→ SHORT TASK
Reproduce the records exactly.

→ DATA PROVIDED
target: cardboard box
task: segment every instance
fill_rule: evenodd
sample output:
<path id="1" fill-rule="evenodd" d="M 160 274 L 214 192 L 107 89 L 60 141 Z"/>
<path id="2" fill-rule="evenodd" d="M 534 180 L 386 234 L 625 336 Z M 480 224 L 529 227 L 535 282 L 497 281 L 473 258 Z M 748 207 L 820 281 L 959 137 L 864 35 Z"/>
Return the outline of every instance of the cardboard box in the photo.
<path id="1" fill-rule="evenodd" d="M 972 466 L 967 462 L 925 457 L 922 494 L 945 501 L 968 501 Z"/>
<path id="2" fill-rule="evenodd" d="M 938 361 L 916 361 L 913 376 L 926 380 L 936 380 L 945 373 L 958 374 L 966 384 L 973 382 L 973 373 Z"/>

→ EXERCISE OUTPUT
target: cardboard box
task: segment every instance
fill_rule: evenodd
sample output:
<path id="1" fill-rule="evenodd" d="M 160 274 L 214 192 L 107 89 L 60 141 Z"/>
<path id="2" fill-rule="evenodd" d="M 534 180 L 386 234 L 625 336 Z M 480 224 L 529 227 L 535 282 L 497 281 L 473 258 Z M 748 207 L 820 281 L 959 137 L 864 35 Z"/>
Return the outline of every instance of the cardboard box in the photo.
<path id="1" fill-rule="evenodd" d="M 972 466 L 967 462 L 925 457 L 922 494 L 945 501 L 968 501 Z"/>
<path id="2" fill-rule="evenodd" d="M 938 361 L 916 361 L 913 376 L 926 380 L 936 380 L 945 373 L 958 374 L 966 384 L 973 382 L 973 373 Z"/>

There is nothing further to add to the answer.